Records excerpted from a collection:
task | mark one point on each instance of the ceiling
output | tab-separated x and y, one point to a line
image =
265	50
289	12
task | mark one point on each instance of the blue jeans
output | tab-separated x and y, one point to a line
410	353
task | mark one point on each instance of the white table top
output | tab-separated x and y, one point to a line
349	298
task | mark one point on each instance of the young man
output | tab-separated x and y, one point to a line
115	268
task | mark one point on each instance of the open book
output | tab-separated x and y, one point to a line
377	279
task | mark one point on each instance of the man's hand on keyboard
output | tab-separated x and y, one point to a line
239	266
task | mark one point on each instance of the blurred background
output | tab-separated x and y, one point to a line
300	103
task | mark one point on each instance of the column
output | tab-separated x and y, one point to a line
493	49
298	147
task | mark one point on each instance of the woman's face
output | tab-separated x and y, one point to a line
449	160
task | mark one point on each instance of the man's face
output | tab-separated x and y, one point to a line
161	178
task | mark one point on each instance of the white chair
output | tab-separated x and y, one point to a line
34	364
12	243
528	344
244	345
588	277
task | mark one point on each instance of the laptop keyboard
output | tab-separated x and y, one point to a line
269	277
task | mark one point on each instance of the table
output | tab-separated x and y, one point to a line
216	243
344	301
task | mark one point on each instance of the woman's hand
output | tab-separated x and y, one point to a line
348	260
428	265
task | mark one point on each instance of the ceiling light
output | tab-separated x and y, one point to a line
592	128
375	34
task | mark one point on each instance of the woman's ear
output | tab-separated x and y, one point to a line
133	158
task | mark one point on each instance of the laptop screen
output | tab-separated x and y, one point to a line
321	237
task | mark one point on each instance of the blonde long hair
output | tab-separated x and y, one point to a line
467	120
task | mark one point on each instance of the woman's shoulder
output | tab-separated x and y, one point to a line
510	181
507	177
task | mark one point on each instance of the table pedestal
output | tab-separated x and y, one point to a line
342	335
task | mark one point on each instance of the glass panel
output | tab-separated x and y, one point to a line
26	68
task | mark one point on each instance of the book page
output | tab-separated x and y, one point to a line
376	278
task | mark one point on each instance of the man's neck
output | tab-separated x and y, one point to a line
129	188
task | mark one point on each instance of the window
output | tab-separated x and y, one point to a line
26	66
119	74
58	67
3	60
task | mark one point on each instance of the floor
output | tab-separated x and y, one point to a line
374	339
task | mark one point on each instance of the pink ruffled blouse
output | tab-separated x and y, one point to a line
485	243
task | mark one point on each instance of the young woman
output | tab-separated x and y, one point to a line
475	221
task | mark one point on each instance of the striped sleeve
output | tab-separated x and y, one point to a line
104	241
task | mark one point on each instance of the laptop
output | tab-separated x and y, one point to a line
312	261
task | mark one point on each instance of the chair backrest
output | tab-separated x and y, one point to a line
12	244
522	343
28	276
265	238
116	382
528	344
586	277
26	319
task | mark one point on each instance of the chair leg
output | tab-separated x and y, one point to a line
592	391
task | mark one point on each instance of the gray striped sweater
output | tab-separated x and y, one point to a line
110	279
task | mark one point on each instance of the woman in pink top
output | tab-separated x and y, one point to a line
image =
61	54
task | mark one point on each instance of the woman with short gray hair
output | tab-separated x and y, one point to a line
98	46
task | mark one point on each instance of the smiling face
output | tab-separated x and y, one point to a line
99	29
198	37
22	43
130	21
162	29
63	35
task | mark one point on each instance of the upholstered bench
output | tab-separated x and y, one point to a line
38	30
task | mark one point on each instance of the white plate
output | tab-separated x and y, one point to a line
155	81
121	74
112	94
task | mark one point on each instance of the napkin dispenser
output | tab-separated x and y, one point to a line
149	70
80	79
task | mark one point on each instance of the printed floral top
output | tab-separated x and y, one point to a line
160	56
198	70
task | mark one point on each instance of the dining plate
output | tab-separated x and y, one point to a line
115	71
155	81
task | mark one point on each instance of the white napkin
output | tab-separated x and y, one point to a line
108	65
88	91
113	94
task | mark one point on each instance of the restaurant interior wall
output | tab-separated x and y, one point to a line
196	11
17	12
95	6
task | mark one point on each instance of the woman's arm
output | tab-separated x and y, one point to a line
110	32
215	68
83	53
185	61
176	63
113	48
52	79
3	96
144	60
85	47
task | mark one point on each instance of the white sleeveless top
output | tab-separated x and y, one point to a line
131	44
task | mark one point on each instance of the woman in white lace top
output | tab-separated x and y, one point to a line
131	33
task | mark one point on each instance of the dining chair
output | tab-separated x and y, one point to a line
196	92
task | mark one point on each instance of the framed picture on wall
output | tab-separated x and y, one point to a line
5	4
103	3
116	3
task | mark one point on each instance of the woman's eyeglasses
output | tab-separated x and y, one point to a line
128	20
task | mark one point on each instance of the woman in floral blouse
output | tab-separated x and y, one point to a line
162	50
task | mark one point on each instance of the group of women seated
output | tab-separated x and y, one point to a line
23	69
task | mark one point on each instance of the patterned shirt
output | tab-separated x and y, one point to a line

### Exercise
Write out the listing once more, matching it exactly.

### Worked answer
task | mark one point on each instance of the ceiling
output | tab-separated x and y, one point to a line
image =
265	50
289	12
task | mark one point on each instance of the blue jeans
output | tab-separated x and y, one point to a line
410	353
task | mark one point on each instance of the white table top
output | tab-separated x and y, one point to a line
349	298
task | mark one point on each instance of the young man
output | tab-separated x and y, one point to a line
115	268
task | mark one point on each instance of the open book
output | tab-separated x and y, one point to a line
377	279
task | mark one point on each instance of the man's hand on keyboard
output | tab-separated x and y, one point to a line
239	266
task | mark one point on each instance of the blurred background
output | tab-separated x and y, one point to a line
300	103
task | mark one point on each instance of the column
output | tab-separated x and y, one point to a line
493	49
298	147
task | mark one point on each instance of the woman's face
output | tab-separated x and y, one point to a line
449	160
task | mark one point on each instance of the man's face
output | tab-separated x and y, one point to a line
161	178
task | mark one point on each instance of the white chair
output | tab-separated x and y, one point to a line
34	364
12	243
528	344
244	345
588	277
task | mark one point on each instance of the laptop keyboard
output | tab-separated x and y, one point to a line
269	277
task | mark one point on each instance of the table
output | tab-separated x and y, one point to a line
216	243
344	301
task | mark one point on each instance of the woman's hand
output | tab-separated x and y, one point to a line
348	260
428	265
task | mark one point on each instance of the ceiling light
output | tab-separated x and y, one point to a line
592	128
375	34
task | mark one point on each instance of the woman's ear
output | tab-separated x and y, one point to a line
133	158
task | mark one point on each instance of the laptop screen
output | tab-separated x and y, one point to a line
321	237
task | mark one point on each instance of the blonde long hair
output | tab-separated x and y, one point to a line
467	120
task | mark one point on each instance of the woman's shoulder
output | tab-separated x and y, one point to a line
510	181
507	177
task | mark one point on each instance of the table pedestal
output | tab-separated x and y, one point to a line
342	335
task | mark one point on each instance of the glass panel
output | tab-separated x and y, one point to a line
26	68
task | mark one point on each instance of the book page
output | tab-separated x and y, one point to a line
376	278
task | mark one point on each instance of the man's neck
output | tab-separated x and y, one point to a line
129	188
task | mark one point on each instance of the window
output | tab-separated x and y, one point to a line
26	66
119	74
58	67
3	60
task | mark one point on each instance of the floor
output | tab-separated x and y, one point to a line
374	339
task | mark one point on each instance of the pink ruffled blouse
output | tab-separated x and y, one point to a line
485	243
task | mark one point on each instance of the young woman
output | tab-separated x and y, one point to a line
475	221
task | mark one point on each instance of the striped sleeve
output | tab-separated x and y, one point to a line
104	241
task | mark one point on each instance of the laptop
output | tab-separated x and y, one point to a line
312	261
task | mark one point on each instance of the chair backrest
output | tab-separated x and y, one point to a line
12	244
522	343
28	276
265	238
116	382
528	344
586	277
26	319
task | mark one point on each instance of the chair leg
output | tab-separated x and y, one point to a line
592	391
task | mark one point on each instance of the gray striped sweater
output | tab-separated x and y, one point to a line
110	279
task | mark one point on each instance of the woman in pink top
output | tab-separated x and y, one point to a line
image =
61	54
task | mark one point on each instance of the woman with short gray hair
output | tab-separated x and y, one point to a line
98	46
task | mark one point on each instance of the smiling face
output | tab-separated x and y, one point to a line
99	29
198	37
22	43
130	21
162	29
63	35
task | mark one point on each instance of the upholstered bench
output | tab-separated x and y, one point to a line
38	30
task | mark one point on each instance of the white plate
output | tab-separated x and y, one point to a line
155	81
121	74
112	94
task | mark one point on each instance of the napkin dispenser
output | tab-separated x and y, one point to a line
149	70
80	79
task | mark one point on each instance of the printed floral top
output | tab-separated x and y, one point to a line
160	56
198	70
task | mark one point on each instance of the dining plate
output | tab-separated x and y, one point to a line
115	71
155	81
task | mark one point on each instance of the white napkin
output | tab-separated x and y, one point to a line
108	65
88	91
113	94
task | mark one point on each instance of the restaurant interior wall
output | tab-separated x and y, one point to a line
196	11
17	12
95	6
task | mark one point on each instance of the woman's arm
output | tab-separated x and y, one point to a line
110	32
215	68
83	53
185	61
176	63
113	48
52	79
3	96
144	60
85	47
task | mark one point on each instance of the white sleeveless top
output | tab-separated x and y, one point to a line
131	44
task | mark one point on each instance of the woman in white lace top
output | tab-separated x and y, one point to a line
131	33
task | mark one point on each instance of the dining chair
output | tab-separated x and y, one point to a line
196	92
task | mark one point on each instance of the framed picture on wall
output | tab-separated x and y, one point to a line
5	4
103	3
116	3
task | mark one point on each instance of the woman's eyeglasses
output | tab-separated x and y, one point to a line
128	20
task | mark one point on each instance of the woman in floral blouse
output | tab-separated x and y, one point to a line
162	50
task | mark one point on each instance of the group of women seated
output | tab-separated x and y, one point to a line
23	69
task | mark one point on each instance of the patterned shirt
output | tab-separated x and y, one point to a line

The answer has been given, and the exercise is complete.